A data block:
****
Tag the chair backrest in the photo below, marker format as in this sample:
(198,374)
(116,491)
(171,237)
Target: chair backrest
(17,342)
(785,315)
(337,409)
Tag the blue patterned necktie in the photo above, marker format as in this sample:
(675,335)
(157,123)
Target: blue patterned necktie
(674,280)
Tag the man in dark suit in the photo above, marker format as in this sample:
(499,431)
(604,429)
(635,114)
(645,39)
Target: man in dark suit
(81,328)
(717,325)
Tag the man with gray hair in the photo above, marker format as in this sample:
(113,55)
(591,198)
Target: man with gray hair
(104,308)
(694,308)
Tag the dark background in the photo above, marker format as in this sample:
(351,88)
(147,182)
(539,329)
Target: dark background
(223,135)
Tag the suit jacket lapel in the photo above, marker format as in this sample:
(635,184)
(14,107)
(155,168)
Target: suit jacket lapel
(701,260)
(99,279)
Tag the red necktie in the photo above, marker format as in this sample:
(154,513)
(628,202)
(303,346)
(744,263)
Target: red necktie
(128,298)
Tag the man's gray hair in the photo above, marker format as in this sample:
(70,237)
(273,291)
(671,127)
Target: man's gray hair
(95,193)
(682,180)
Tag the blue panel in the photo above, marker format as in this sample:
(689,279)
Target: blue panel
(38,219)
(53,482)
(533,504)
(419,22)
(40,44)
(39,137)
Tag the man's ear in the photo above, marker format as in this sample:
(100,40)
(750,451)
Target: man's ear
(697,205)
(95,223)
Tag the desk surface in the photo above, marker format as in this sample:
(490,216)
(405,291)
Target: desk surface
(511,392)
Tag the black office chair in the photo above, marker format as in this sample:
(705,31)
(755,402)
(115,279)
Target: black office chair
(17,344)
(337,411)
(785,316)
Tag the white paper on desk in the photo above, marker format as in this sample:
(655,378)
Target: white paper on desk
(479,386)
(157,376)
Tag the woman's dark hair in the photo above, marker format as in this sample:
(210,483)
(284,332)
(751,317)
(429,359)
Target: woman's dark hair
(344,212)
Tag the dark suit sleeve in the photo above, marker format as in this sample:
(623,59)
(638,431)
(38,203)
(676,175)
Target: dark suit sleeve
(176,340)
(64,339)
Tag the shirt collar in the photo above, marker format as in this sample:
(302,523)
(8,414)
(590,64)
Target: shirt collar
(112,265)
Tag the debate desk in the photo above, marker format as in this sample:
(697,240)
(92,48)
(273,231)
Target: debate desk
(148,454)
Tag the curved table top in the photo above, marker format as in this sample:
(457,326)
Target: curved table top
****
WORK TO DO -
Return, unchanged, the lines of the records above from the line with "Tag the man with" through the end of the records, both ends included.

WORKED SOLUTION -
Tag the man with gray hair in the photo above, marker format as in this sample:
(113,55)
(591,198)
Target: man with gray hair
(104,308)
(694,308)
Tag the dark background in the photo above, marker format as in this sample:
(351,88)
(147,182)
(539,329)
Target: dark background
(223,135)
Tag the suit jacket lapel in the photo above, marker format as in this sample:
(635,184)
(14,107)
(155,168)
Target: suit jacket lapel
(701,260)
(99,279)
Tag the red necktie in the photo above, marker format as in this sample:
(154,513)
(628,202)
(303,346)
(744,263)
Target: red necktie
(128,298)
Tag the man's gray hair in the photo above, marker format as in this sample:
(70,237)
(273,291)
(671,127)
Target: man's gray hair
(95,193)
(682,180)
Tag the blue panel in the photo above, marker format as in this sample:
(689,279)
Target: blue panel
(38,219)
(53,482)
(533,504)
(419,22)
(40,44)
(39,137)
Tag the man's ear in the photo above, marker format as in this sample:
(100,40)
(750,451)
Target: man's ear
(697,205)
(95,223)
Tag the desk surface in the photo above, marker format as in this sample:
(490,216)
(405,291)
Target: desk surface
(511,392)
Tag the black office chair in the photo above, marker format as in this sample:
(705,31)
(755,402)
(115,279)
Target: black office chair
(17,344)
(337,411)
(785,316)
Tag the white paper on desk in the photo above, marker format as in this sample:
(655,378)
Target: white paper on desk
(479,386)
(157,376)
Tag the woman's dark hair in the photo above, marker format as in this sample:
(210,483)
(284,332)
(751,317)
(429,359)
Target: woman's dark hair
(344,212)
Tag the dark suit sleeve in the photo above, marker format as in this sample:
(623,59)
(638,431)
(38,203)
(676,175)
Target: dark suit sleeve
(176,340)
(64,339)
Tag the shirt collar in the photo above, marker format as in this sample:
(302,523)
(8,414)
(590,64)
Target: shirt collar
(112,265)
Tag the debate desk in the photo above, marker format as in this sample:
(697,240)
(92,48)
(273,231)
Target: debate desk
(148,454)
Tag the curved table top in the photo above, marker format as in this sample:
(457,326)
Target: curved table top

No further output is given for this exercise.